TASK OBJECTIVE:
Copy out word for word the stretch from the line containing "give the outline of every instance of the man" through the last of the lines below, leaving out any pictures.
********************
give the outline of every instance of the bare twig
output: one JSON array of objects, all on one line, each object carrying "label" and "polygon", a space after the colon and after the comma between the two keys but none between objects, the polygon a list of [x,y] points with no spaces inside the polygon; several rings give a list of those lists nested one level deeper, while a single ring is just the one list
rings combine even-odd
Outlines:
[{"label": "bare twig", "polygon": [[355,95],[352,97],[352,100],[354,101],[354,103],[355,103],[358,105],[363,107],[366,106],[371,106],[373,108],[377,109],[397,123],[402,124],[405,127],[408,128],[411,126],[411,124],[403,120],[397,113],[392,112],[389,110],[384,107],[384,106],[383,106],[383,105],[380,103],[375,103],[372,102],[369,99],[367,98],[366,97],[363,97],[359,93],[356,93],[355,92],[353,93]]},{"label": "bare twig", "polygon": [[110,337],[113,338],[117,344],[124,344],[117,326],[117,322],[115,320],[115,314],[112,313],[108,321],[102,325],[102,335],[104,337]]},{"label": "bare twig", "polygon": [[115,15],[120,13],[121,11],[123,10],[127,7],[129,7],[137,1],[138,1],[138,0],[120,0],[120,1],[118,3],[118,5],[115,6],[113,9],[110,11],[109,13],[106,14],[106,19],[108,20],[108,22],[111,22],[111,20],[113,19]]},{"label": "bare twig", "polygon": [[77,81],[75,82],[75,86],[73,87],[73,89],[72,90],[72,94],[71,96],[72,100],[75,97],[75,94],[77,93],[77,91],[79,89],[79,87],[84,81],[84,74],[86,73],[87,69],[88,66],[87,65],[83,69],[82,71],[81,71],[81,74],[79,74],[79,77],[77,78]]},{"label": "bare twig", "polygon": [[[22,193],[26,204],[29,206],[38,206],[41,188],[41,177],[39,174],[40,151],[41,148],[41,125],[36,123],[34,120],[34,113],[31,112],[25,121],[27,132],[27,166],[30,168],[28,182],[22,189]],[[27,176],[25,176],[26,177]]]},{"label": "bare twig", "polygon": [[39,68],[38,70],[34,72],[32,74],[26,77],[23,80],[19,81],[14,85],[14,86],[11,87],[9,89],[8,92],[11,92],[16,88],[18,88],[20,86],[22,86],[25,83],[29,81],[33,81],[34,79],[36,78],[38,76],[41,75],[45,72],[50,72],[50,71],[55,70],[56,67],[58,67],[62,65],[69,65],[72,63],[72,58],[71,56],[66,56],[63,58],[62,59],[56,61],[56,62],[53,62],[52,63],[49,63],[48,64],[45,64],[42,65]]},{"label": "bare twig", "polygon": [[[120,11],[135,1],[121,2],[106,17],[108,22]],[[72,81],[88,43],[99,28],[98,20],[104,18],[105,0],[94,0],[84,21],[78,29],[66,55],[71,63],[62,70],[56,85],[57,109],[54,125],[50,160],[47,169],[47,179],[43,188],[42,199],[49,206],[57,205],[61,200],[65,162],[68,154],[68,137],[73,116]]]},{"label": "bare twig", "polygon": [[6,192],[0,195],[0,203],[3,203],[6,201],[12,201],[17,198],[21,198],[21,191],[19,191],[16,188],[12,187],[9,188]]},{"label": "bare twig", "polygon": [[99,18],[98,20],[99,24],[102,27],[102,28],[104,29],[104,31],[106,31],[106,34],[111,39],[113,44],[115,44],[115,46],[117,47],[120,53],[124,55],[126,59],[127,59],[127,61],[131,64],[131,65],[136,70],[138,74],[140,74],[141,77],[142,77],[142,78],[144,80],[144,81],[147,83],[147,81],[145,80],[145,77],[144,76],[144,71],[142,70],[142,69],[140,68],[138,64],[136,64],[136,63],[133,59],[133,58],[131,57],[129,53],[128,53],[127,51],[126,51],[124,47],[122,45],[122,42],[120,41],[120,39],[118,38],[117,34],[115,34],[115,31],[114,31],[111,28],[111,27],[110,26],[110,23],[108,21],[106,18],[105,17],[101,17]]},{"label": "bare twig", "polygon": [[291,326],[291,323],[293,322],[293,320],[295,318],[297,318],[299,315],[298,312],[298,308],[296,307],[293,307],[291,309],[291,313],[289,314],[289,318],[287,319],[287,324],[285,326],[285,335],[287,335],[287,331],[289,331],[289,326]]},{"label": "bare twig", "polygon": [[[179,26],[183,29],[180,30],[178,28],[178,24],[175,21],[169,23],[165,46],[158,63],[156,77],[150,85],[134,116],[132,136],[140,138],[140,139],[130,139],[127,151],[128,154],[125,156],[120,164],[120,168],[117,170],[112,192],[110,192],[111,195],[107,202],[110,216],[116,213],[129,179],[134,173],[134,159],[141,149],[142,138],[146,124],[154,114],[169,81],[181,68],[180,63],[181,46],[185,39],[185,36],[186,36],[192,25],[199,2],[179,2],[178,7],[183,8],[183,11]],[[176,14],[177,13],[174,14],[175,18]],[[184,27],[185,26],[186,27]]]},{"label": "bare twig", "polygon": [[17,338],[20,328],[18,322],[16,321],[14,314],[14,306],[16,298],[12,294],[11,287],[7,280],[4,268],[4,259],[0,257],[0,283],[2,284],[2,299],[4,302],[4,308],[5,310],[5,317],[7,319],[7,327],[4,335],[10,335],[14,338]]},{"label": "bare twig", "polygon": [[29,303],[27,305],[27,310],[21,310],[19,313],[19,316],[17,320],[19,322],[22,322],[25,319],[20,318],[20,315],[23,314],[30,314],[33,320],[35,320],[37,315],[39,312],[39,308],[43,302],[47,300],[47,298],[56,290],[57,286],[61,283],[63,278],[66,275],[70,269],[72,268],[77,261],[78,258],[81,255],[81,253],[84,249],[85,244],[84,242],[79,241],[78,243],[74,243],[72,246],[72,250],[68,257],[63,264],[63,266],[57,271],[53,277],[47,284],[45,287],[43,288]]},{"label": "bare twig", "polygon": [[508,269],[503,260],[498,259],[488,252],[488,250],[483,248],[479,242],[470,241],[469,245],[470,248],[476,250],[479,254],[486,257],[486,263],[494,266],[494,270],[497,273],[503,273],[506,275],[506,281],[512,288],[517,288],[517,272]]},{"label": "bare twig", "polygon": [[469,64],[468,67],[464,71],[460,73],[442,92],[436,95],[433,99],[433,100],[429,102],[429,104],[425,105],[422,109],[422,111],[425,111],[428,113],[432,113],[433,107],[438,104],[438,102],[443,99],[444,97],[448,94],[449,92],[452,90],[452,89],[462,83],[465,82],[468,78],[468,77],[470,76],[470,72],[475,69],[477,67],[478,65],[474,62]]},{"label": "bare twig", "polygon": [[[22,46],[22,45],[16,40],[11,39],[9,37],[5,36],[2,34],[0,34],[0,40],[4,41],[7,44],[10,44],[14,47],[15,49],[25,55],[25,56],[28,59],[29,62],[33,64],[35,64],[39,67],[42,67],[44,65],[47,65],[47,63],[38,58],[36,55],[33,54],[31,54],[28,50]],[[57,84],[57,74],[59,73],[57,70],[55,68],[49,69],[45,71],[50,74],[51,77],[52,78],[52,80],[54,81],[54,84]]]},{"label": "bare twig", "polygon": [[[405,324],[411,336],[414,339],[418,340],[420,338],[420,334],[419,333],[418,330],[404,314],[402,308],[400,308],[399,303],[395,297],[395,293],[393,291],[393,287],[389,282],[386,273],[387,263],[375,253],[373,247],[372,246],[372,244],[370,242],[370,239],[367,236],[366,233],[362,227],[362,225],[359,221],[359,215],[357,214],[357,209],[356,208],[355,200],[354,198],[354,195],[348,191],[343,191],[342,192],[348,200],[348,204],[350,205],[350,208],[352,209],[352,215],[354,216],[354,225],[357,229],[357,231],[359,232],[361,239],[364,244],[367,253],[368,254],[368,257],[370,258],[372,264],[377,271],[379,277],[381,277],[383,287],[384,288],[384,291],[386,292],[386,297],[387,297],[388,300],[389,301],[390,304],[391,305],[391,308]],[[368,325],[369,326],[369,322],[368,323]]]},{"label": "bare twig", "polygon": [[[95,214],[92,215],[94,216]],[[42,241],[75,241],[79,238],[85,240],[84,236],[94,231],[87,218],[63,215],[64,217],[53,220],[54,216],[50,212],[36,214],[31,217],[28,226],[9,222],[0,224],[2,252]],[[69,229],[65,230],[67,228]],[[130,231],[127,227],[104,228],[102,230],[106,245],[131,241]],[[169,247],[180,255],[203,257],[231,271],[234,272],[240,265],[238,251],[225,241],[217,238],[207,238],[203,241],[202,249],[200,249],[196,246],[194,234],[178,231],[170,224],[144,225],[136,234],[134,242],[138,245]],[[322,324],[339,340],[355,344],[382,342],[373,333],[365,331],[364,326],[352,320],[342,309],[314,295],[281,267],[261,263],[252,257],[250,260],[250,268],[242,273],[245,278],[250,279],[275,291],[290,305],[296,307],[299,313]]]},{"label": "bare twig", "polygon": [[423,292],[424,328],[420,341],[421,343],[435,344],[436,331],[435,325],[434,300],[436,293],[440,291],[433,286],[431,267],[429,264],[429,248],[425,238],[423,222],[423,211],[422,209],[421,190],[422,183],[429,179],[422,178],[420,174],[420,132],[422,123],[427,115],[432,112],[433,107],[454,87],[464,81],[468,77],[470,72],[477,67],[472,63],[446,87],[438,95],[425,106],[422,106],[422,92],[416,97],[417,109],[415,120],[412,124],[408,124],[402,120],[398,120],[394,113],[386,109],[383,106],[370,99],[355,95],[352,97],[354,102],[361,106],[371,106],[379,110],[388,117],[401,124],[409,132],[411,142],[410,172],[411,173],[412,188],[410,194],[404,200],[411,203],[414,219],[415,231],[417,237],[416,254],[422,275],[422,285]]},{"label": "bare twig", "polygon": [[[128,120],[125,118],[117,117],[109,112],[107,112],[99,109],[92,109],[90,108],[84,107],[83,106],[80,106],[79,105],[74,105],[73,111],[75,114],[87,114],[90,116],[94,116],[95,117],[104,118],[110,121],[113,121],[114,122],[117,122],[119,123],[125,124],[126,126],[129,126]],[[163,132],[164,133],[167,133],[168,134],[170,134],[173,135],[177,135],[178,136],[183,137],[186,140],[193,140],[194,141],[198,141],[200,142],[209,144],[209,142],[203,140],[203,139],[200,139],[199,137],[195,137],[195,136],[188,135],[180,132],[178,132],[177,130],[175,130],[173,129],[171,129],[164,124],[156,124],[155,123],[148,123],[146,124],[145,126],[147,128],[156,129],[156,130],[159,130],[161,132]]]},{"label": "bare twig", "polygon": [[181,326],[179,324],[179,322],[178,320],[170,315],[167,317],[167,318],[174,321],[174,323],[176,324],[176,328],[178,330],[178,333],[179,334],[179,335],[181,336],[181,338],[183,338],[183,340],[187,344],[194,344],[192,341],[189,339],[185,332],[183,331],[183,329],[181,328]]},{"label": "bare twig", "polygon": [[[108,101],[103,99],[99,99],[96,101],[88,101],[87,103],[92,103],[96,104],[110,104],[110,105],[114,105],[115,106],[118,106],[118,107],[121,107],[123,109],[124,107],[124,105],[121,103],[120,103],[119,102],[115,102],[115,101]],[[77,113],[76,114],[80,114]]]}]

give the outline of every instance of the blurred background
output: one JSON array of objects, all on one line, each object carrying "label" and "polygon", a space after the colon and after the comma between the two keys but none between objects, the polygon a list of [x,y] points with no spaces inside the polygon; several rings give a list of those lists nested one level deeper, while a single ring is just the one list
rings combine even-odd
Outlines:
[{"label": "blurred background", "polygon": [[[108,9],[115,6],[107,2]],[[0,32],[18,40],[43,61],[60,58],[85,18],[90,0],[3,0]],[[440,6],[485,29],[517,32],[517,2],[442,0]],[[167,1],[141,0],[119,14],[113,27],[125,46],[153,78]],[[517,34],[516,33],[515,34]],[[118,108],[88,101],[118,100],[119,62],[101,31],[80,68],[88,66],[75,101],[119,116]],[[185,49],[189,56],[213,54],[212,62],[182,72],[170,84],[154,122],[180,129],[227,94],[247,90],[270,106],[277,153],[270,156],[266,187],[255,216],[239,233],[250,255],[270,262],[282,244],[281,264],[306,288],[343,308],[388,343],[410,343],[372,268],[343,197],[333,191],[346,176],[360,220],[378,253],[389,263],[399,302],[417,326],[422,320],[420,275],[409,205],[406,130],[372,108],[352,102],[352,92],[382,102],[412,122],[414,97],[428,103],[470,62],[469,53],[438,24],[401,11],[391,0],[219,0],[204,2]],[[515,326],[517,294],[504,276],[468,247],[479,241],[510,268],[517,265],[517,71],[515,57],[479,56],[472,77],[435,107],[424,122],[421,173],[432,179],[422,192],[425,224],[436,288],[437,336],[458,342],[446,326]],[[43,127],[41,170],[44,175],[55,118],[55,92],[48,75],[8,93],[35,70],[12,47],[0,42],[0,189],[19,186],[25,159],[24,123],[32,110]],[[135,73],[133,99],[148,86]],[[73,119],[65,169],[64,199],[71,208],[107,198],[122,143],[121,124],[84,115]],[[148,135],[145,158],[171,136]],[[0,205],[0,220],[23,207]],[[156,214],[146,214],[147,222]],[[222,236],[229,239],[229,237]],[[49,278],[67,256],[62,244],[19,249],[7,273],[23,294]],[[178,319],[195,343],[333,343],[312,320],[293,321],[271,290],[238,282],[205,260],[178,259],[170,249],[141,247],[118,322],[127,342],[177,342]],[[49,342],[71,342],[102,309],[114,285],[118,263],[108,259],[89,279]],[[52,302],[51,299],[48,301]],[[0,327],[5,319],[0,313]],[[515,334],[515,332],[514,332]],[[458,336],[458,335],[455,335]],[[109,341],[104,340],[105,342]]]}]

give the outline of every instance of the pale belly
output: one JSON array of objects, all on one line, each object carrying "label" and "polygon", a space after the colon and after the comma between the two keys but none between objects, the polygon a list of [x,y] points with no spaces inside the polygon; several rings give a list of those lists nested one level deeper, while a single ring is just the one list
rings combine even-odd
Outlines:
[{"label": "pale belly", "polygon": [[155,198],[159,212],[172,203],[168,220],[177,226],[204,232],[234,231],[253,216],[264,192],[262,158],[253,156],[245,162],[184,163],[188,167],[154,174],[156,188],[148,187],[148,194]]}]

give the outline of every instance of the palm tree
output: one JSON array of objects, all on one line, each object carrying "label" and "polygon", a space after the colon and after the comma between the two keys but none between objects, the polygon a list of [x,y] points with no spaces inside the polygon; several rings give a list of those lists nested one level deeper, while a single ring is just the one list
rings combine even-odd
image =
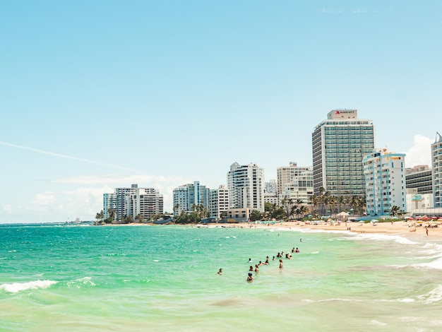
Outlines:
[{"label": "palm tree", "polygon": [[399,215],[401,212],[402,211],[400,210],[400,208],[394,205],[391,207],[391,210],[390,211],[390,215],[395,217],[396,215]]},{"label": "palm tree", "polygon": [[174,214],[176,215],[178,214],[178,211],[179,211],[179,204],[177,203],[174,206]]}]

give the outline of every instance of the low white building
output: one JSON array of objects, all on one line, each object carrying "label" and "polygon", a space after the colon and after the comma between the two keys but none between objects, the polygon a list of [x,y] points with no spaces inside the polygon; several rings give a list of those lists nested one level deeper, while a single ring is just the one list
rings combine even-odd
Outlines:
[{"label": "low white building", "polygon": [[388,215],[394,206],[407,211],[405,158],[405,153],[376,149],[362,160],[367,215]]},{"label": "low white building", "polygon": [[219,218],[221,213],[229,210],[229,189],[223,184],[216,189],[210,189],[209,212],[210,218]]}]

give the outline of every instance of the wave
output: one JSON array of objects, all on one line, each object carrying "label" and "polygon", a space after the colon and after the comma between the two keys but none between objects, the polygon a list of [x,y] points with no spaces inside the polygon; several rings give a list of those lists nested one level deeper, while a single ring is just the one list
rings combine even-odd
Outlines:
[{"label": "wave", "polygon": [[442,285],[439,285],[426,294],[419,295],[417,297],[426,304],[439,302],[442,300]]},{"label": "wave", "polygon": [[6,292],[16,293],[22,290],[37,290],[38,288],[47,288],[52,285],[55,285],[58,281],[54,280],[35,280],[29,281],[28,283],[4,283],[0,285],[0,290],[4,290]]},{"label": "wave", "polygon": [[80,288],[83,286],[93,287],[95,285],[95,284],[92,283],[90,277],[80,278],[78,279],[76,279],[75,280],[68,281],[66,285],[68,287],[74,287],[76,288]]},{"label": "wave", "polygon": [[442,270],[442,257],[438,257],[434,261],[431,261],[427,263],[419,263],[418,264],[413,264],[412,266],[417,268],[435,268],[436,270]]}]

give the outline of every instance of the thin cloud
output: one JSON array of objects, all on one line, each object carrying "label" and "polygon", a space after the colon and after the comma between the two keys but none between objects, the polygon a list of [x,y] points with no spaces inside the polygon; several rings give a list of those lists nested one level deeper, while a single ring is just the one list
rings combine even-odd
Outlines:
[{"label": "thin cloud", "polygon": [[126,170],[126,171],[134,172],[136,173],[143,174],[143,172],[139,171],[138,170],[133,170],[132,168],[124,167],[123,166],[119,166],[118,165],[112,165],[112,164],[106,164],[106,163],[103,163],[103,162],[99,162],[97,161],[91,160],[90,159],[79,158],[78,157],[73,157],[71,155],[62,155],[61,153],[56,153],[50,152],[50,151],[45,151],[44,150],[36,149],[36,148],[30,148],[29,146],[19,146],[18,144],[13,144],[11,143],[6,143],[6,142],[2,142],[2,141],[0,141],[0,145],[6,146],[11,146],[12,148],[17,148],[22,149],[22,150],[28,150],[28,151],[35,152],[36,153],[40,153],[42,155],[50,155],[52,157],[56,157],[56,158],[64,158],[64,159],[70,159],[71,160],[81,161],[81,162],[88,162],[88,163],[90,163],[90,164],[97,165],[100,165],[100,166],[104,166],[104,167],[107,167],[115,168],[115,169],[117,169],[117,170]]}]

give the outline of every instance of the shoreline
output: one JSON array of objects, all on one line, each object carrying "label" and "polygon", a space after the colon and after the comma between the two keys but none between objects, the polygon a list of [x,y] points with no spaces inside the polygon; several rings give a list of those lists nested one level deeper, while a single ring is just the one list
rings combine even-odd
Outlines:
[{"label": "shoreline", "polygon": [[[177,224],[169,224],[177,225]],[[133,223],[131,224],[111,224],[111,226],[165,226],[163,225],[155,224],[141,224]],[[442,225],[431,227],[429,223],[417,224],[414,221],[398,220],[393,223],[390,222],[361,223],[358,222],[318,222],[312,223],[308,221],[297,222],[282,222],[275,224],[250,224],[248,223],[210,223],[210,224],[183,224],[187,227],[239,227],[249,228],[251,226],[253,228],[268,228],[268,229],[285,229],[290,230],[317,230],[323,231],[339,231],[342,232],[348,232],[349,234],[385,234],[388,235],[398,235],[408,239],[414,239],[420,241],[431,240],[442,242]],[[426,227],[427,226],[428,228]],[[428,230],[428,235],[426,231]]]}]

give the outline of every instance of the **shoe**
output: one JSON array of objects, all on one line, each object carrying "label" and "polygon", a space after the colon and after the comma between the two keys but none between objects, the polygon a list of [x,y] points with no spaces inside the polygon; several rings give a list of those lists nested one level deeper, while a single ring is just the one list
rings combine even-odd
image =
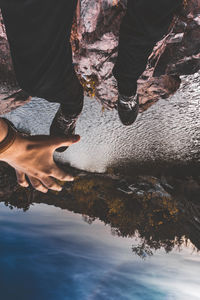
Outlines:
[{"label": "shoe", "polygon": [[117,102],[117,110],[120,121],[123,125],[129,126],[133,124],[139,112],[138,95],[125,96],[119,94]]},{"label": "shoe", "polygon": [[[62,105],[58,109],[53,122],[50,127],[50,135],[69,137],[75,134],[76,121],[80,116],[80,112],[77,114],[65,113],[62,109]],[[64,152],[68,147],[60,147],[56,149],[57,152]]]}]

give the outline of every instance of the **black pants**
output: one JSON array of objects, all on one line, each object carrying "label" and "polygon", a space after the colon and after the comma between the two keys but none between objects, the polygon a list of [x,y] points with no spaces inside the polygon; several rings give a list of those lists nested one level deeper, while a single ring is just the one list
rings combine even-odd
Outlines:
[{"label": "black pants", "polygon": [[20,87],[79,109],[81,88],[70,45],[76,5],[77,0],[0,0]]},{"label": "black pants", "polygon": [[134,94],[155,44],[168,32],[183,0],[128,0],[113,74],[122,94]]},{"label": "black pants", "polygon": [[[155,43],[182,0],[128,0],[113,73],[133,93]],[[78,107],[70,33],[77,0],[0,0],[16,77],[31,96]],[[77,103],[76,103],[77,102]]]}]

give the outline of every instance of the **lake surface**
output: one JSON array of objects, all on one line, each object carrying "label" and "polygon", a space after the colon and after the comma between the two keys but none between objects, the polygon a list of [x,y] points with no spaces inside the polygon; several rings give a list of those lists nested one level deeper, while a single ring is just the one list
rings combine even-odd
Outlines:
[{"label": "lake surface", "polygon": [[[56,159],[97,173],[146,162],[198,166],[199,83],[199,73],[184,77],[173,97],[131,127],[86,99],[81,141]],[[33,99],[7,117],[27,132],[48,134],[57,109]],[[82,178],[71,194],[66,187],[44,196],[18,189],[8,176],[0,195],[1,299],[199,300],[199,173],[184,181],[129,181]]]},{"label": "lake surface", "polygon": [[[92,172],[127,162],[200,163],[200,73],[182,78],[180,90],[139,115],[133,126],[121,125],[116,110],[102,112],[95,99],[85,99],[76,132],[81,141],[57,156],[62,162]],[[18,128],[48,134],[58,104],[33,99],[7,115]]]},{"label": "lake surface", "polygon": [[200,257],[192,246],[141,259],[138,239],[100,221],[36,204],[0,205],[0,288],[5,300],[198,300]]}]

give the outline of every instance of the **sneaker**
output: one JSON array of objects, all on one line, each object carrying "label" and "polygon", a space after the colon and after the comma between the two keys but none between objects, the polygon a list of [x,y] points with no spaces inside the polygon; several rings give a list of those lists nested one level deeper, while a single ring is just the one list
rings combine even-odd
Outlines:
[{"label": "sneaker", "polygon": [[[58,109],[53,122],[50,127],[50,135],[69,137],[75,134],[76,121],[80,115],[77,114],[67,114],[64,113],[62,105]],[[57,152],[64,152],[68,147],[60,147],[56,149]]]},{"label": "sneaker", "polygon": [[133,124],[139,112],[138,95],[136,94],[134,96],[125,96],[119,94],[117,110],[120,121],[123,125],[129,126]]}]

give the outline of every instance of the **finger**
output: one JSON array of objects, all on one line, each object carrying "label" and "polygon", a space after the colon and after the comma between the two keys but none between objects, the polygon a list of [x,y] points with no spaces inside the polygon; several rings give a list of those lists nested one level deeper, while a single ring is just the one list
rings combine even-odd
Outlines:
[{"label": "finger", "polygon": [[16,176],[17,176],[17,182],[19,185],[23,186],[23,187],[28,187],[28,181],[26,180],[26,176],[25,173],[16,170]]},{"label": "finger", "polygon": [[60,181],[74,181],[74,176],[67,174],[63,170],[59,169],[56,165],[52,170],[51,176]]},{"label": "finger", "polygon": [[60,147],[69,147],[72,144],[75,144],[80,141],[80,135],[72,135],[69,137],[53,137],[52,138],[52,147],[53,150]]},{"label": "finger", "polygon": [[53,178],[50,177],[42,178],[41,182],[45,187],[47,187],[50,190],[58,191],[58,192],[62,191],[62,187],[57,182],[55,182]]},{"label": "finger", "polygon": [[30,180],[33,188],[36,189],[37,191],[42,192],[42,193],[48,192],[48,189],[37,178],[29,176],[29,180]]}]

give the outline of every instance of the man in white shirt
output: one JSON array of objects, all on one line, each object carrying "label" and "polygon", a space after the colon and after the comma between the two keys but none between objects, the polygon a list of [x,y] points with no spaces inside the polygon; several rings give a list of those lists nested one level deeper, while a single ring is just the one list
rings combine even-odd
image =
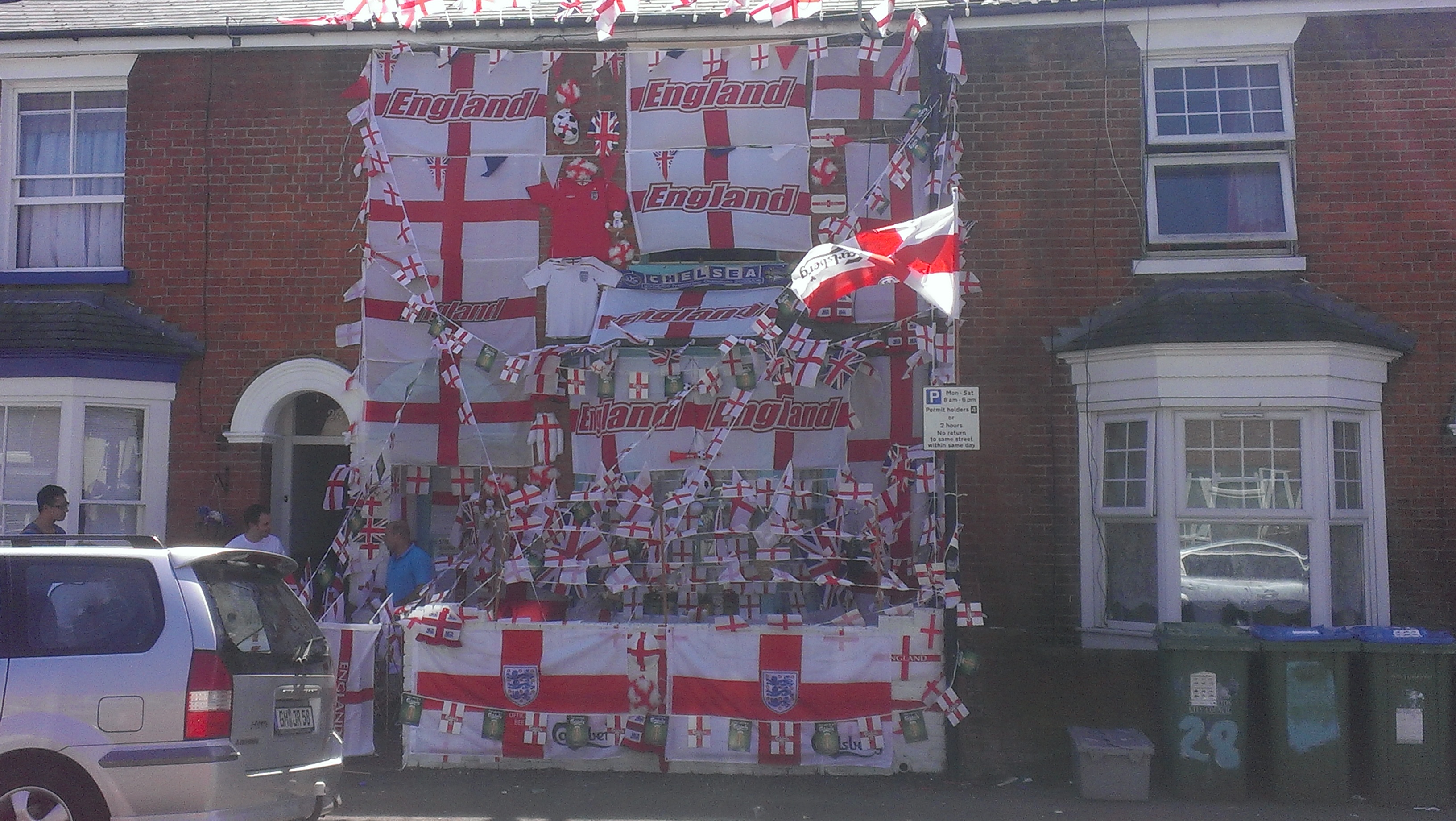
********************
SOLUTION TO THIS EXERCISE:
give the outline of every instance of the man in white shirt
output: one JSON array of objects, all on one line, each object carrying "label" and "polygon", a space after the colon and after the comma between the two keys but none between objects, the polygon a list of [x,y] points with no spaces inside the polygon; several rings give a list of those lists nested one level deeper, while a single ring is just the one list
rings combine even-odd
image =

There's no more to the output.